Objective -
Repeat word for word everything in the items below, from the line containing "251, row 221." down to the last line of the items.

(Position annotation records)
/---
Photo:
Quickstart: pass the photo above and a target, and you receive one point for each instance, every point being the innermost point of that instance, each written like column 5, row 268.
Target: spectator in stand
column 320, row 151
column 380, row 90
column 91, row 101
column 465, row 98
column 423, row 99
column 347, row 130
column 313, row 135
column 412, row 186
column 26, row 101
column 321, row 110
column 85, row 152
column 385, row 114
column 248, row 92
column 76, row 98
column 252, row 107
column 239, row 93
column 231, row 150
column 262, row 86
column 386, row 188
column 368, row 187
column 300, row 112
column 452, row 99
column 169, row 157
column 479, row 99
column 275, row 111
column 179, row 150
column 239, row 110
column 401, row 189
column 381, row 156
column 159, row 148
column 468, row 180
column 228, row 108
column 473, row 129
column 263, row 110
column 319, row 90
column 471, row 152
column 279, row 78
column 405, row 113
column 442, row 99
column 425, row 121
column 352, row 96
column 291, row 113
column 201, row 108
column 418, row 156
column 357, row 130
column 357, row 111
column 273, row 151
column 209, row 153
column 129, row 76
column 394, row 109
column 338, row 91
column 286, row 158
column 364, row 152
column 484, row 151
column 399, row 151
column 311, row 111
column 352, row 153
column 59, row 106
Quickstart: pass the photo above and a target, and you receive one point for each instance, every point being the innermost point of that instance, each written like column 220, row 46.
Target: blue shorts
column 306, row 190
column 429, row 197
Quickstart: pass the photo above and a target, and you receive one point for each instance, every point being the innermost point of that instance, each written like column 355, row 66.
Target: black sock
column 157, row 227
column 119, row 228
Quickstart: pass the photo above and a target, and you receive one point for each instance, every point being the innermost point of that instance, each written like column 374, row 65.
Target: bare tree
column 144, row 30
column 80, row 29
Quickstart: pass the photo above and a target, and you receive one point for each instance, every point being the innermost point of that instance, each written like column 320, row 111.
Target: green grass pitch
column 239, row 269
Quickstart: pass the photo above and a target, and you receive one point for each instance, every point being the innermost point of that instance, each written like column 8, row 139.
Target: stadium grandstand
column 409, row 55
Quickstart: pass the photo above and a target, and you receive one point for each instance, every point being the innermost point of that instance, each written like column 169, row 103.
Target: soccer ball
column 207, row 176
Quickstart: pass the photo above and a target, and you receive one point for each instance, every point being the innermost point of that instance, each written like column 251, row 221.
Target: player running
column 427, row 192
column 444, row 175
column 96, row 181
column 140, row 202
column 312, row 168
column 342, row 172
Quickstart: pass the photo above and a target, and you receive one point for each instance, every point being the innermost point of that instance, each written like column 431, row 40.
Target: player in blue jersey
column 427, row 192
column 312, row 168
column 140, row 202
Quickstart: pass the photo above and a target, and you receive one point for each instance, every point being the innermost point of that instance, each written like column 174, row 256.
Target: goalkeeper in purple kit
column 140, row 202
\---
Task answer -
Quickstart: pass the photo above and a target, and you receive one point for each instance, every point being the innermost point of that instance, each written like column 251, row 221.
Target: player running
column 427, row 192
column 444, row 175
column 96, row 181
column 140, row 202
column 312, row 168
column 342, row 172
Quickstart: pass the photo above and a target, and you receive one point for each instance, every point being the innermost point of that instance, each written like column 431, row 40.
Target: player in blue jersey
column 427, row 192
column 312, row 168
column 140, row 202
Quickstart: pass the photo above and a target, and you receive one point for each instance, every point being the innermost point of that instance, each written like column 174, row 256.
Target: goalkeeper in purple kit
column 140, row 202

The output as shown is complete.